Assignment: Each line in the records that mentions the word "green" needs to be listed.
(Beginning of Dataset extract)
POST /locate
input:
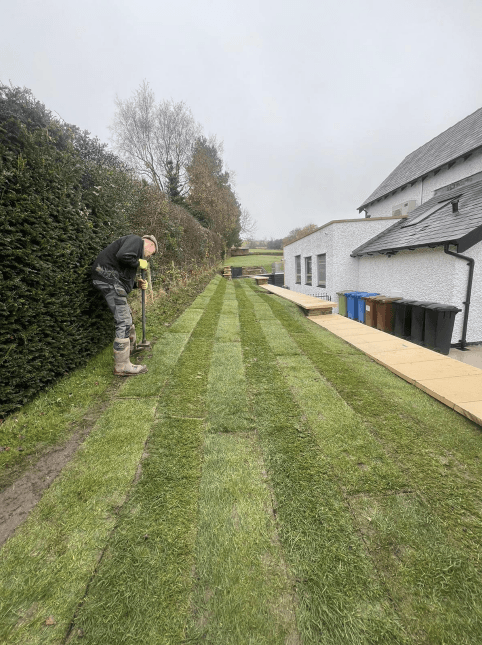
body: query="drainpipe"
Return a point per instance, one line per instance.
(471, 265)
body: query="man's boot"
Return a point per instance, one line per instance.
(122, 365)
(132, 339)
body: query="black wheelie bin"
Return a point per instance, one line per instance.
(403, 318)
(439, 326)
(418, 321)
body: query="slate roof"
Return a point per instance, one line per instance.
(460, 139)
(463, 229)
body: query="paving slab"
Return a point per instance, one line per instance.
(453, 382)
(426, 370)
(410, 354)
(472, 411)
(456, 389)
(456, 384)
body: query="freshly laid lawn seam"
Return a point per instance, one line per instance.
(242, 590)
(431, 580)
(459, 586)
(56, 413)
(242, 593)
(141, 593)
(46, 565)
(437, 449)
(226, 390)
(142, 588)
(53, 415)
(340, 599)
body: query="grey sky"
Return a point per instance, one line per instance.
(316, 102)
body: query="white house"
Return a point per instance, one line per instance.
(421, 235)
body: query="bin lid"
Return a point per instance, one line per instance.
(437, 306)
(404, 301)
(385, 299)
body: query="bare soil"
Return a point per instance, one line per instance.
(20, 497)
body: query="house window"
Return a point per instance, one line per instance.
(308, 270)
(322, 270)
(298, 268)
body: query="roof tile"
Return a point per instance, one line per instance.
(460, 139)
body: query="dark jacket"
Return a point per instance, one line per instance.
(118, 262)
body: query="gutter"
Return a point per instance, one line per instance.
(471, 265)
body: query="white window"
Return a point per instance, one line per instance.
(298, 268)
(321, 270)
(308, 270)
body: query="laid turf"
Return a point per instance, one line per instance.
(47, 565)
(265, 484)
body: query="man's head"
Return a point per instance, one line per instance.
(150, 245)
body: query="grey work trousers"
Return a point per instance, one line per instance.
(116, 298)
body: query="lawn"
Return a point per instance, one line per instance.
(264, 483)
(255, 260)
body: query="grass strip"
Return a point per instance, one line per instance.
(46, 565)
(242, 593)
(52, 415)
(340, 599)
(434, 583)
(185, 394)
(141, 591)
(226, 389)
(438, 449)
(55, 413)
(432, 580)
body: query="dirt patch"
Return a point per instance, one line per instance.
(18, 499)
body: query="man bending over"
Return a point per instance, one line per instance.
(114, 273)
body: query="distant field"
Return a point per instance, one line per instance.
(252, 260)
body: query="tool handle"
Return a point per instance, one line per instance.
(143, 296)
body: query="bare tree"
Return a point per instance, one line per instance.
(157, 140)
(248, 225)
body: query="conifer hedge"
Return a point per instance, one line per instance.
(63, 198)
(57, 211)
(End of Dataset extract)
(Beginning of Dataset extract)
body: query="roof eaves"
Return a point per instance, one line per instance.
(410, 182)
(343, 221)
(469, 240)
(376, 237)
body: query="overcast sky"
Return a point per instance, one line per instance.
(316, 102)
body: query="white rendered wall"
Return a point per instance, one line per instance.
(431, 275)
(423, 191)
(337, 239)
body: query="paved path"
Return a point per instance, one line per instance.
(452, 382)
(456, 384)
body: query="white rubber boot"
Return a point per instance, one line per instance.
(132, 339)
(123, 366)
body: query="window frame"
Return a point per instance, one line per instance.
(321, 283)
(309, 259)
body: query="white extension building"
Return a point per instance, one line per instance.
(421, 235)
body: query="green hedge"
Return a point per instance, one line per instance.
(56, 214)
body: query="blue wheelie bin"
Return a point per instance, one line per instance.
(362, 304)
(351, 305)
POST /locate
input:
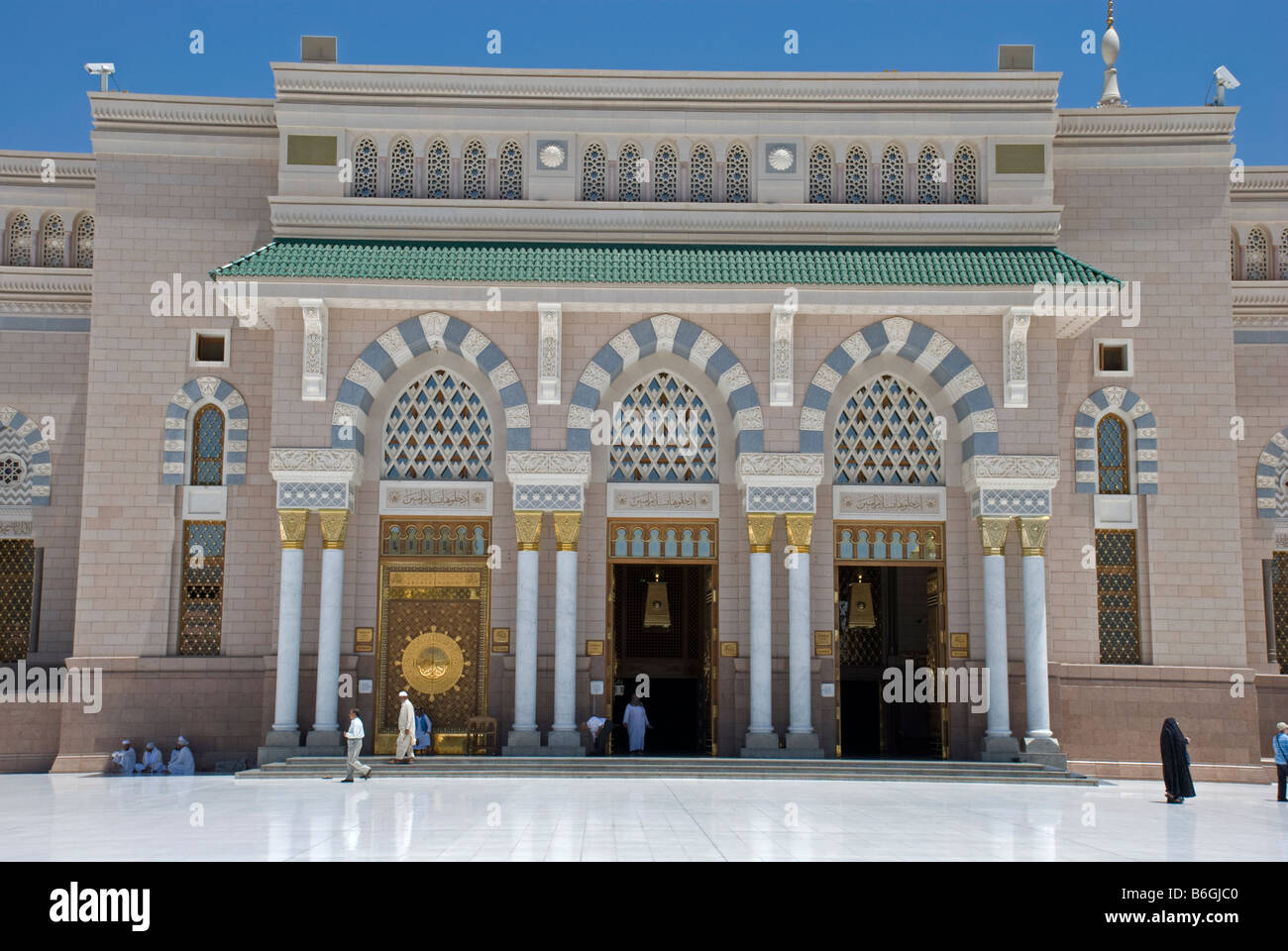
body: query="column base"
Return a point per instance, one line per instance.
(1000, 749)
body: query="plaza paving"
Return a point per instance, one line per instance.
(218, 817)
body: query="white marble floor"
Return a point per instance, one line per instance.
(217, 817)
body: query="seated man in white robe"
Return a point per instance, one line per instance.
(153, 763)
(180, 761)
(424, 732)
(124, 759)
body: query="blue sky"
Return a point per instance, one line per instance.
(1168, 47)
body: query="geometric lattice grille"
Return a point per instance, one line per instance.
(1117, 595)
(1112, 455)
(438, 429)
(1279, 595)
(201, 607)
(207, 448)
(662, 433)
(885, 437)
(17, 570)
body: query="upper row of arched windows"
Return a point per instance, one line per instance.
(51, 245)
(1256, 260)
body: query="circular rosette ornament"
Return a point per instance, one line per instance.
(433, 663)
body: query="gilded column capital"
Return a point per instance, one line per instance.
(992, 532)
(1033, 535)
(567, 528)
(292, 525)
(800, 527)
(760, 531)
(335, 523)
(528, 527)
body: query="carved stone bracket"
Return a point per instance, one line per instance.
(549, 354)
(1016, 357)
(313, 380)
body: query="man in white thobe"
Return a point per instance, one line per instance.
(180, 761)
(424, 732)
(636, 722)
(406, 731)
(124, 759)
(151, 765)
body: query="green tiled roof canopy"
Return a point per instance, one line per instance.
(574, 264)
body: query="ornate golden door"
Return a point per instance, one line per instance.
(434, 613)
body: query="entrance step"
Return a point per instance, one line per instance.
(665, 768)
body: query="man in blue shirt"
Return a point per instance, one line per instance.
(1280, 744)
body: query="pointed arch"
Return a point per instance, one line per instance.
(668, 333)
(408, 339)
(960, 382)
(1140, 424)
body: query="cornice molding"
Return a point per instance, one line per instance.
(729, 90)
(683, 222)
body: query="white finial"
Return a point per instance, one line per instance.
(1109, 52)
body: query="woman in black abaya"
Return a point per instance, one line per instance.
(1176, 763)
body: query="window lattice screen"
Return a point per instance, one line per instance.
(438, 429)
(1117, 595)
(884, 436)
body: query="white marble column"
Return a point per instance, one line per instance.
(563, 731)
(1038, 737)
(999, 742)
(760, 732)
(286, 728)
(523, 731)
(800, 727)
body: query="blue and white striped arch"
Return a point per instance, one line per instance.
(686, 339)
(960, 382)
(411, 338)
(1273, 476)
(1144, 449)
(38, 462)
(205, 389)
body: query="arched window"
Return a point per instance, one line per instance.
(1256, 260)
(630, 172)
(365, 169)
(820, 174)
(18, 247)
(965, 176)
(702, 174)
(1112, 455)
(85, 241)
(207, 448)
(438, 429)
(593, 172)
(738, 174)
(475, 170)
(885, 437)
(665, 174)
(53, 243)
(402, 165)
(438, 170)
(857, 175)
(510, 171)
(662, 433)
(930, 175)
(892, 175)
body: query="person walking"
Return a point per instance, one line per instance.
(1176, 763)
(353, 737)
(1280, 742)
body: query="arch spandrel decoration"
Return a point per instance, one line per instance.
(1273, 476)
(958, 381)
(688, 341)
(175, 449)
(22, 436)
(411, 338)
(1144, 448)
(End of Dataset extract)
(Beginning of Dataset extract)
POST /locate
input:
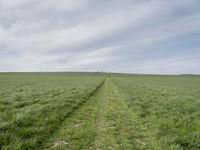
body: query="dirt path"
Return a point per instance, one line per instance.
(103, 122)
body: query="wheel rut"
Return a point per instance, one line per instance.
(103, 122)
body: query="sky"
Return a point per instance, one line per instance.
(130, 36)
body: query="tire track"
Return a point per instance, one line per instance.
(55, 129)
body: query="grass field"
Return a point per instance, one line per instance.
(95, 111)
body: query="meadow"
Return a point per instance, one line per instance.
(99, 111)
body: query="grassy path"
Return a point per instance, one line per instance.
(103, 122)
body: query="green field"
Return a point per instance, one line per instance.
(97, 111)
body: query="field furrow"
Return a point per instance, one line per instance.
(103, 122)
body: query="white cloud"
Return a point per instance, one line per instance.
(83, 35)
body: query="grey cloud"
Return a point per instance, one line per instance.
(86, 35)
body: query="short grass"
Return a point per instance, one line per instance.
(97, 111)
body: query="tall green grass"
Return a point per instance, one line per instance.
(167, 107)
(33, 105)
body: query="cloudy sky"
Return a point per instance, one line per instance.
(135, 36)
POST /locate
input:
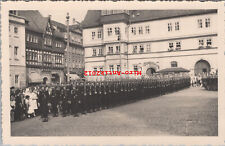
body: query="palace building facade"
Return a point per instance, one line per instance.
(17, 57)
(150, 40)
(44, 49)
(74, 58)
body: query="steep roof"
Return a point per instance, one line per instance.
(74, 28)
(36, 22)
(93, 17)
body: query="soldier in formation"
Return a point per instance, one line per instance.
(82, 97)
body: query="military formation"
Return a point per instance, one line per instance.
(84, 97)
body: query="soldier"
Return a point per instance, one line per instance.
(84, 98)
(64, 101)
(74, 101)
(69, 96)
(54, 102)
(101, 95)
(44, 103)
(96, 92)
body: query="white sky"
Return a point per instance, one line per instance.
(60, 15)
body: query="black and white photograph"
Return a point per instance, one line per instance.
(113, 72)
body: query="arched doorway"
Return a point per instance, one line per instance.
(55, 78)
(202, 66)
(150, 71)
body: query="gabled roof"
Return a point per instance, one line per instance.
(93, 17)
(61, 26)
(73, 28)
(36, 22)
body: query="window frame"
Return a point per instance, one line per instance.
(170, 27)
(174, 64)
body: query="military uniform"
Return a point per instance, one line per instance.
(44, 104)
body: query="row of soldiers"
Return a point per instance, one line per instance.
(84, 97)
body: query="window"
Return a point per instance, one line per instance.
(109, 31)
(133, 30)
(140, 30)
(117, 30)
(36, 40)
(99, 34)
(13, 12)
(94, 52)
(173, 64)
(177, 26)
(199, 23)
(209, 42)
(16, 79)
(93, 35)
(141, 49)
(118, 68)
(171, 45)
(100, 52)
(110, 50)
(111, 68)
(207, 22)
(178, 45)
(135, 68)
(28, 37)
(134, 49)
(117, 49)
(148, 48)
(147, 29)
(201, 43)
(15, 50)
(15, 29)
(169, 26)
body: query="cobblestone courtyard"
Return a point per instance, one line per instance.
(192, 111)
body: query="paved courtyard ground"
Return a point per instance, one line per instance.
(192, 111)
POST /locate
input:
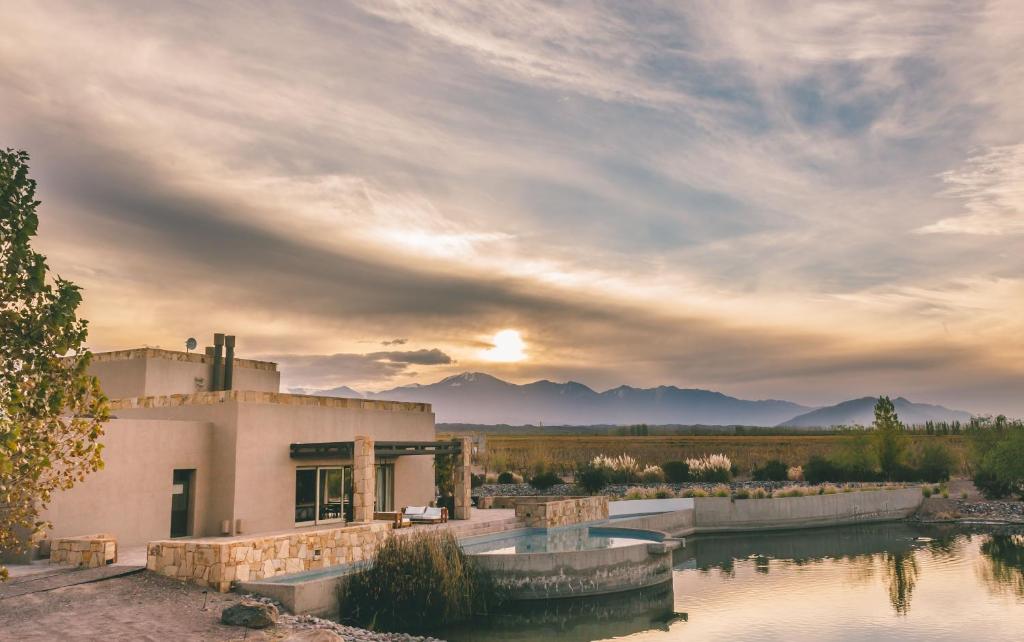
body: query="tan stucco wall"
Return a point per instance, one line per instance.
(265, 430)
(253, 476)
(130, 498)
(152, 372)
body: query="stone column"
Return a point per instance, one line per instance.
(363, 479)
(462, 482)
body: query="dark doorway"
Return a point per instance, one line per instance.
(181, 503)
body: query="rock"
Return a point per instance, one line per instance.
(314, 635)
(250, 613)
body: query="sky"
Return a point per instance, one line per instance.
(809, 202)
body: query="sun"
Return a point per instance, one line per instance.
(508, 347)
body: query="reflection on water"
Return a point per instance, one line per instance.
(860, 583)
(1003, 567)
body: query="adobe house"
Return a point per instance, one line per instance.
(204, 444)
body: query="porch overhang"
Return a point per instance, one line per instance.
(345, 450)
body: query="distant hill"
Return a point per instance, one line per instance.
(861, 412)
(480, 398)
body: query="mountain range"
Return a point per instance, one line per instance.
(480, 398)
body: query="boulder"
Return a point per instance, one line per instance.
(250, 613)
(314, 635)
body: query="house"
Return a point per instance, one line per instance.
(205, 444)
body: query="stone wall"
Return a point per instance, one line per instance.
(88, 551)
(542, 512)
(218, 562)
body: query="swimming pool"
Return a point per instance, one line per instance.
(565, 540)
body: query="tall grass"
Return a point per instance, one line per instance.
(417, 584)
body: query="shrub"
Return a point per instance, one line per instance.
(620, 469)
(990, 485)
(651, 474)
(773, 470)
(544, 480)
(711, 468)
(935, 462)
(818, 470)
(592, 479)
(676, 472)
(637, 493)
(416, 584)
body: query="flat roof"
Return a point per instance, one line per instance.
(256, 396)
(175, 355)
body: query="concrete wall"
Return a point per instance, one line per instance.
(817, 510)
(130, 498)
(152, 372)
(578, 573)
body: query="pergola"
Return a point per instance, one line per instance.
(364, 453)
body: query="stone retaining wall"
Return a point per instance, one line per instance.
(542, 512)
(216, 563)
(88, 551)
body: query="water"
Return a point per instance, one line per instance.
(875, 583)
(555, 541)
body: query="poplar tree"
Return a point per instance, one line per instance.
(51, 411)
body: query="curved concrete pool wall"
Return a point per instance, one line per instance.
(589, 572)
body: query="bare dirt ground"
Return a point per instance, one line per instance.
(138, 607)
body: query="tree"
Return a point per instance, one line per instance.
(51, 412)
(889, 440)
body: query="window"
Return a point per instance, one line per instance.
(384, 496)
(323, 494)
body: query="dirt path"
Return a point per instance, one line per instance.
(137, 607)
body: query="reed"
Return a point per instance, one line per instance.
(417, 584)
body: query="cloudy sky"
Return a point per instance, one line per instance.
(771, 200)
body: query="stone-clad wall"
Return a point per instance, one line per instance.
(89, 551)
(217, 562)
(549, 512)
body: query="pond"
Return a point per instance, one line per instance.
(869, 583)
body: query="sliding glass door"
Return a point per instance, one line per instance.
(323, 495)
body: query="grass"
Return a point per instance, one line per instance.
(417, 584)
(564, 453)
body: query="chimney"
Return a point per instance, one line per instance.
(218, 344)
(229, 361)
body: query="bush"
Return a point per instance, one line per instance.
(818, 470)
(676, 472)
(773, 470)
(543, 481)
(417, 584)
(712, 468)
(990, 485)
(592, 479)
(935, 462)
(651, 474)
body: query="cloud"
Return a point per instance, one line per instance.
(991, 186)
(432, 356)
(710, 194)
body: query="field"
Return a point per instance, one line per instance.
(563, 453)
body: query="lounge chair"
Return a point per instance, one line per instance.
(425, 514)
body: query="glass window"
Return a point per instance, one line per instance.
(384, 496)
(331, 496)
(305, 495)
(End of Dataset extract)
Answer to this task:
body: query="green hedge"
body: query="green tiled roof canopy"
body: query="green field"
body: query="tall green grass"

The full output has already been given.